### 作業内容
1型糖尿病の発症を遅らせる薬の承認を扱った文章を、改行も含めて一字も変えずに全文引用してください。

### 文書抜粋
◆ ◆ ◆ ◆ ◆ ◆ ◆
FDAが1型糖尿病の発症を遅らせる初の薬剤を承認。
米食品医薬品局(FDA)は2022年11月17日、1型糖尿病の発症を遅らせる「teplizumab-mzwv注射剤(商品名:Tzield)」を承認した。

糖尿病リソースガイドから

今回の論文は完全に私がタイトルに惹かれたチョイスとなります。

1型糖尿病では膵臓のβ細胞が自己抗体により破壊され、インスリン分泌ができなくなり、発症後は生存のためにインスリンが必要不可欠になります。
基本的には発症後短期間でインスリン分泌が低下するとされていますが、β細胞を攻撃する自己抗体は、発症の前段階で陽性になることが多く、その段階でなんらかの抗体の働きを抑制できれば1型糖尿病の発症を押さえられると考えられています。

テプリズマブは抗CD3モノクローナル抗体であり、上記の手段の一つとして開発され、今回、FDAで承認されました。

そこで、2019年にpublishされたこちらの論文を読んでいきたいと思います。
◆ ◆ ◆ ◆ ◆ ◆ ◆
### 提供資料
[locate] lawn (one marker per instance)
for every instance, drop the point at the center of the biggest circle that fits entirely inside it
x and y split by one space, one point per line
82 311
◆ ◆ ◆ ◆ ◆ ◆ ◆
### 作業結果
FDAが1型糖尿病の発症を遅らせる初の薬剤を承認。
米食品医薬品局(FDA)は2022年11月17日、1型糖尿病の発症を遅らせる「teplizumab-mzwv注射剤(商品名:Tzield)」を承認した。

糖尿病リソースガイドから

今回の論文は完全に私がタイトルに惹かれたチョイスとなります。

1型糖尿病では膵臓のβ細胞が自己抗体により破壊され、インスリン分泌ができなくなり、発症後は生存のためにインスリンが必要不可欠になります。
基本的には発症後短期間でインスリン分泌が低下するとされていますが、β細胞を攻撃する自己抗体は、発症の前段階で陽性になることが多く、その段階でなんらかの抗体の働きを抑制できれば1型糖尿病の発症を押さえられると考えられています。

テプリズマブは抗CD3モノクローナル抗体であり、上記の手段の一つとして開発され、今回、FDAで承認されました。

そこで、2019年にpublishされたこちらの論文を読んでいきたいと思います。